>> start

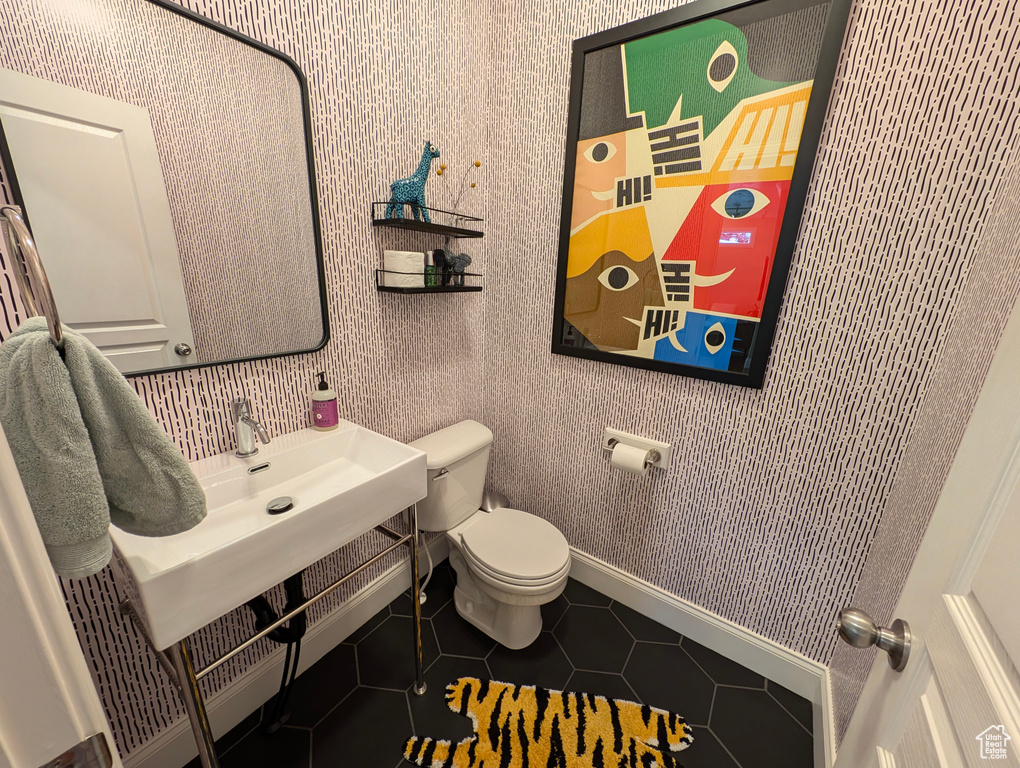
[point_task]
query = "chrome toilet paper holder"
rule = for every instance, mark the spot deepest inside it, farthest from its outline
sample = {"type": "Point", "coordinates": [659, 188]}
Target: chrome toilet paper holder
{"type": "Point", "coordinates": [658, 454]}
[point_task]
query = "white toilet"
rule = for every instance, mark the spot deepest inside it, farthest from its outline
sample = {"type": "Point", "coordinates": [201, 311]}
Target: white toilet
{"type": "Point", "coordinates": [508, 562]}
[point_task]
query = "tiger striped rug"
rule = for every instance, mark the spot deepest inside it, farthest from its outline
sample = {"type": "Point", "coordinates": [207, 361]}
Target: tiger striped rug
{"type": "Point", "coordinates": [526, 726]}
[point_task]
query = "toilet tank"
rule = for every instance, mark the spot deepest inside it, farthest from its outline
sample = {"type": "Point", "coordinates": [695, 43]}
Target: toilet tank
{"type": "Point", "coordinates": [458, 458]}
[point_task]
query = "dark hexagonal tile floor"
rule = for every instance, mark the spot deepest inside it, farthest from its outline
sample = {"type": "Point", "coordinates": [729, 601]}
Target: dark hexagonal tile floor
{"type": "Point", "coordinates": [355, 707]}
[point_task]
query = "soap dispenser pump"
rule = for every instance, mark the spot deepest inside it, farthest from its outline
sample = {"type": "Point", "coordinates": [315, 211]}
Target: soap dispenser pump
{"type": "Point", "coordinates": [324, 413]}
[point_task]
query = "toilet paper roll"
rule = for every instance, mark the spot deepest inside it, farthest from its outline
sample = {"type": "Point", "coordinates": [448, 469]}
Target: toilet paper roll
{"type": "Point", "coordinates": [629, 459]}
{"type": "Point", "coordinates": [411, 262]}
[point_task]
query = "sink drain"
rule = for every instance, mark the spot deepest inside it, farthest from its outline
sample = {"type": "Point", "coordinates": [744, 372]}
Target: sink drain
{"type": "Point", "coordinates": [281, 505]}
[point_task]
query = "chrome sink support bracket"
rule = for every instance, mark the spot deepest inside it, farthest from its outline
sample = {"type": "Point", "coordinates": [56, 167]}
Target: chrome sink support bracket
{"type": "Point", "coordinates": [177, 664]}
{"type": "Point", "coordinates": [419, 680]}
{"type": "Point", "coordinates": [181, 658]}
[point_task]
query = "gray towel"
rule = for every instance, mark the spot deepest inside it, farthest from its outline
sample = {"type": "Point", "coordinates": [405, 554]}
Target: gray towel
{"type": "Point", "coordinates": [88, 451]}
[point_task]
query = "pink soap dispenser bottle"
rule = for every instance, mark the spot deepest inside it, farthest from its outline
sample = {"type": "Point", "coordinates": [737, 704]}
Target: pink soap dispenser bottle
{"type": "Point", "coordinates": [324, 413]}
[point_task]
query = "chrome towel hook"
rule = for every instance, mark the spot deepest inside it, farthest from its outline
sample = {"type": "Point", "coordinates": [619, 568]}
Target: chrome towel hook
{"type": "Point", "coordinates": [29, 271]}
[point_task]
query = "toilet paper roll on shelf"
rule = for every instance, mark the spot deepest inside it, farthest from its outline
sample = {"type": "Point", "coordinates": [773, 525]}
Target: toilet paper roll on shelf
{"type": "Point", "coordinates": [404, 269]}
{"type": "Point", "coordinates": [632, 459]}
{"type": "Point", "coordinates": [635, 454]}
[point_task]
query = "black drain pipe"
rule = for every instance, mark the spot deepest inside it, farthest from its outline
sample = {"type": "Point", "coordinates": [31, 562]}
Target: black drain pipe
{"type": "Point", "coordinates": [290, 634]}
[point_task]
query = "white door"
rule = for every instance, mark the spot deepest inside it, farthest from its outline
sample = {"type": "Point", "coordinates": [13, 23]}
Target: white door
{"type": "Point", "coordinates": [94, 194]}
{"type": "Point", "coordinates": [48, 703]}
{"type": "Point", "coordinates": [958, 701]}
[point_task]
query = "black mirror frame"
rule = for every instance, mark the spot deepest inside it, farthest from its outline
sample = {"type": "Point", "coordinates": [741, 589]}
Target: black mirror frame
{"type": "Point", "coordinates": [8, 166]}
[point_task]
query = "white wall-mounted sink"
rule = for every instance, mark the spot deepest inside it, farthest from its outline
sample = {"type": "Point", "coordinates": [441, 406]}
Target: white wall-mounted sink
{"type": "Point", "coordinates": [343, 482]}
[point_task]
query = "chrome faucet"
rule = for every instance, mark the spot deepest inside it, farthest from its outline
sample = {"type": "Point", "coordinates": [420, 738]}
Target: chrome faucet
{"type": "Point", "coordinates": [245, 427]}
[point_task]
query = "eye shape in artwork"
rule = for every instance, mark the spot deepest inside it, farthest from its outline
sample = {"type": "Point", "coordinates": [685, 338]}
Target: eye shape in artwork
{"type": "Point", "coordinates": [722, 66]}
{"type": "Point", "coordinates": [715, 338]}
{"type": "Point", "coordinates": [740, 203]}
{"type": "Point", "coordinates": [618, 277]}
{"type": "Point", "coordinates": [600, 152]}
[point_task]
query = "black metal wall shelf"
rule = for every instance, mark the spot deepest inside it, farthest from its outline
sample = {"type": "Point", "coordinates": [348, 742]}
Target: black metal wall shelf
{"type": "Point", "coordinates": [447, 223]}
{"type": "Point", "coordinates": [466, 288]}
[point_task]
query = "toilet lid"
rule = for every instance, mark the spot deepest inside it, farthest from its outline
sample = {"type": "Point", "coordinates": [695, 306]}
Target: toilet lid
{"type": "Point", "coordinates": [516, 544]}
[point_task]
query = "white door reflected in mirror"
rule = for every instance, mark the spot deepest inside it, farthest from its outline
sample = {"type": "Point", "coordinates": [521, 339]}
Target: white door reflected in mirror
{"type": "Point", "coordinates": [90, 174]}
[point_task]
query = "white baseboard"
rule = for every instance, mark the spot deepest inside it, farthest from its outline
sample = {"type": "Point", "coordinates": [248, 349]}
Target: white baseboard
{"type": "Point", "coordinates": [788, 668]}
{"type": "Point", "coordinates": [175, 746]}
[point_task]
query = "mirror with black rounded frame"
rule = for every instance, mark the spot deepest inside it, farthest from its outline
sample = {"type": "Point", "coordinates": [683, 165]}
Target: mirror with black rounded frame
{"type": "Point", "coordinates": [164, 164]}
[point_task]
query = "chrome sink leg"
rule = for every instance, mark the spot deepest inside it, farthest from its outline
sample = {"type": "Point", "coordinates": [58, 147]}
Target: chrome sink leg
{"type": "Point", "coordinates": [183, 665]}
{"type": "Point", "coordinates": [419, 677]}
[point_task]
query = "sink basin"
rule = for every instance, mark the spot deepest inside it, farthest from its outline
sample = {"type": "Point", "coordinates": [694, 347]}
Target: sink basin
{"type": "Point", "coordinates": [343, 483]}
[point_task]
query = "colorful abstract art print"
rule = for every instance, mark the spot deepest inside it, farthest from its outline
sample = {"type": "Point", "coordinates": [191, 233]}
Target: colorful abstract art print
{"type": "Point", "coordinates": [691, 140]}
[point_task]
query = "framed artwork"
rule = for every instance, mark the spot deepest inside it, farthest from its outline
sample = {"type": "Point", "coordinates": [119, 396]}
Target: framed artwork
{"type": "Point", "coordinates": [690, 145]}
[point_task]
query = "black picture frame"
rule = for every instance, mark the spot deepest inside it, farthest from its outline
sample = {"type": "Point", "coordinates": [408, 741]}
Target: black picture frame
{"type": "Point", "coordinates": [745, 14]}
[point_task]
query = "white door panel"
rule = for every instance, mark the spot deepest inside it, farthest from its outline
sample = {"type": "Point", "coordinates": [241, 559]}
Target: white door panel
{"type": "Point", "coordinates": [48, 703]}
{"type": "Point", "coordinates": [961, 600]}
{"type": "Point", "coordinates": [109, 207]}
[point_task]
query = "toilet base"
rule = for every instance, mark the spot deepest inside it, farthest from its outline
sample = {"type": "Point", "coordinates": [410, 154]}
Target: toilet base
{"type": "Point", "coordinates": [514, 626]}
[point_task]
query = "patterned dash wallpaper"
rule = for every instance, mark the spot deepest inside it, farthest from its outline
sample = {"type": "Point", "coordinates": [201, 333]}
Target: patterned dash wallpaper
{"type": "Point", "coordinates": [783, 504]}
{"type": "Point", "coordinates": [781, 501]}
{"type": "Point", "coordinates": [403, 365]}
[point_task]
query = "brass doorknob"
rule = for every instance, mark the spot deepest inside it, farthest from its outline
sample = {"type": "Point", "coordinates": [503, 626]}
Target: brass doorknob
{"type": "Point", "coordinates": [860, 630]}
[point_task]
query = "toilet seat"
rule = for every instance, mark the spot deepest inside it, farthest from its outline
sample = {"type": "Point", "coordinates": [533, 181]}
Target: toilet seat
{"type": "Point", "coordinates": [514, 548]}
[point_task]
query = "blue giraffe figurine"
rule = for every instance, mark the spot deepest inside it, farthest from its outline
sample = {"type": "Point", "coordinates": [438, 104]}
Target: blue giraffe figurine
{"type": "Point", "coordinates": [411, 191]}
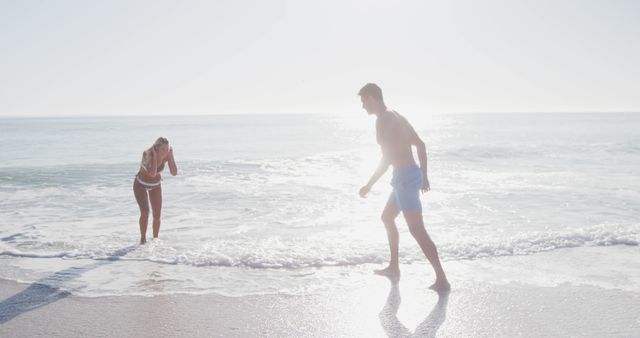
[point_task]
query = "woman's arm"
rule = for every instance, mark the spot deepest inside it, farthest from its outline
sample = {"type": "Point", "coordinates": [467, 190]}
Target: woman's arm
{"type": "Point", "coordinates": [153, 171]}
{"type": "Point", "coordinates": [173, 168]}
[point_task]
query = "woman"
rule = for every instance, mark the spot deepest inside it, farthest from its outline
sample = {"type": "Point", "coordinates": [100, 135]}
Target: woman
{"type": "Point", "coordinates": [147, 184]}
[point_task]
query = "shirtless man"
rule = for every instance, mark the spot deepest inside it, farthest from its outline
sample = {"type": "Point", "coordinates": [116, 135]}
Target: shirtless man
{"type": "Point", "coordinates": [396, 136]}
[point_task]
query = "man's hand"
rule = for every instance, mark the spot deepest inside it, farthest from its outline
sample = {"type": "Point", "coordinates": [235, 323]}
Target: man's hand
{"type": "Point", "coordinates": [364, 191]}
{"type": "Point", "coordinates": [425, 185]}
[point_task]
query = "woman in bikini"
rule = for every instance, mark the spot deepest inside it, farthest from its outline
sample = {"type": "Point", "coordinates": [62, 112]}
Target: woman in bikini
{"type": "Point", "coordinates": [147, 184]}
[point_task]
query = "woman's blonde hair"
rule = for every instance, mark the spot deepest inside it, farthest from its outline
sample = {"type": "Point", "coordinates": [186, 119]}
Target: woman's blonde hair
{"type": "Point", "coordinates": [146, 156]}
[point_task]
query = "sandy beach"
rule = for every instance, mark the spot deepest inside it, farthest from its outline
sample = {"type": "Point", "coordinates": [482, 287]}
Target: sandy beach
{"type": "Point", "coordinates": [375, 307]}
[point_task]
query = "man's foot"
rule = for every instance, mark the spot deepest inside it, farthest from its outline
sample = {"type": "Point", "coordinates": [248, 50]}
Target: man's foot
{"type": "Point", "coordinates": [440, 286]}
{"type": "Point", "coordinates": [390, 271]}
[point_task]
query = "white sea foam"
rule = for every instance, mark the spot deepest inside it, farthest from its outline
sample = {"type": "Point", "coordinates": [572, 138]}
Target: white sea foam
{"type": "Point", "coordinates": [264, 195]}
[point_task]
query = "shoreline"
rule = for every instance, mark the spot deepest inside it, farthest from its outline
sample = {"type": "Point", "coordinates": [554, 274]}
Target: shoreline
{"type": "Point", "coordinates": [470, 309]}
{"type": "Point", "coordinates": [477, 305]}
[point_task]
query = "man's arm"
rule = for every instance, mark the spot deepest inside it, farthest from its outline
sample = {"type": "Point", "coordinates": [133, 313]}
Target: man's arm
{"type": "Point", "coordinates": [422, 155]}
{"type": "Point", "coordinates": [382, 168]}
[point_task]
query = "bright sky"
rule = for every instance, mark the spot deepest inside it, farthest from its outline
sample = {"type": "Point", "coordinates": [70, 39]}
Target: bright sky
{"type": "Point", "coordinates": [124, 57]}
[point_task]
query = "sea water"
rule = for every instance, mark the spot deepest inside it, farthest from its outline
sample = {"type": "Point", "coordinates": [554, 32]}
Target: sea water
{"type": "Point", "coordinates": [269, 203]}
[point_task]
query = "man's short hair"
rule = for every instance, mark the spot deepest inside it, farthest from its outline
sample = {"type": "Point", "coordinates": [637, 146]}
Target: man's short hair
{"type": "Point", "coordinates": [371, 89]}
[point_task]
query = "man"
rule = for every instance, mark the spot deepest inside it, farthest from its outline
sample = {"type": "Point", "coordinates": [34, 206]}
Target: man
{"type": "Point", "coordinates": [396, 136]}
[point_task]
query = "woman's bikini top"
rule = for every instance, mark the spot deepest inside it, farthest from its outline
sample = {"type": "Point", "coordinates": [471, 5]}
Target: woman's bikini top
{"type": "Point", "coordinates": [146, 161]}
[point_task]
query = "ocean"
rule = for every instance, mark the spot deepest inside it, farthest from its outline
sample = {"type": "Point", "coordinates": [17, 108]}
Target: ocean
{"type": "Point", "coordinates": [269, 204]}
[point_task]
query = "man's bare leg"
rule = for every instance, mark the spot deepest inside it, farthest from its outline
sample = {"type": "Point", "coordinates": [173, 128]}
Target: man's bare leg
{"type": "Point", "coordinates": [389, 219]}
{"type": "Point", "coordinates": [416, 227]}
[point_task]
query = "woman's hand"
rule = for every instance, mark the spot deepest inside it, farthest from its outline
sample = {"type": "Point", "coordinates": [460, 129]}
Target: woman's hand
{"type": "Point", "coordinates": [365, 190]}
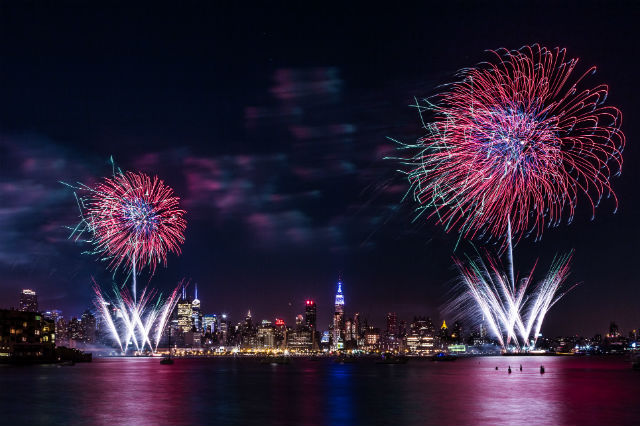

>> end

> _Aim_: Could you format the listing, from its start through the line containing "Target: chrome toilet paper holder", as a JSON list of strings with one string per line, omitting blank lines and leaving out the pictures?

> _Solution to this task_:
[
  "[point_task]",
  "query = \"chrome toilet paper holder\"",
  "rule = for every instance, mark the spot deepest inside it, farthest from its outline",
  "sample = {\"type\": \"Point\", \"coordinates\": [659, 188]}",
  "Target: chrome toilet paper holder"
]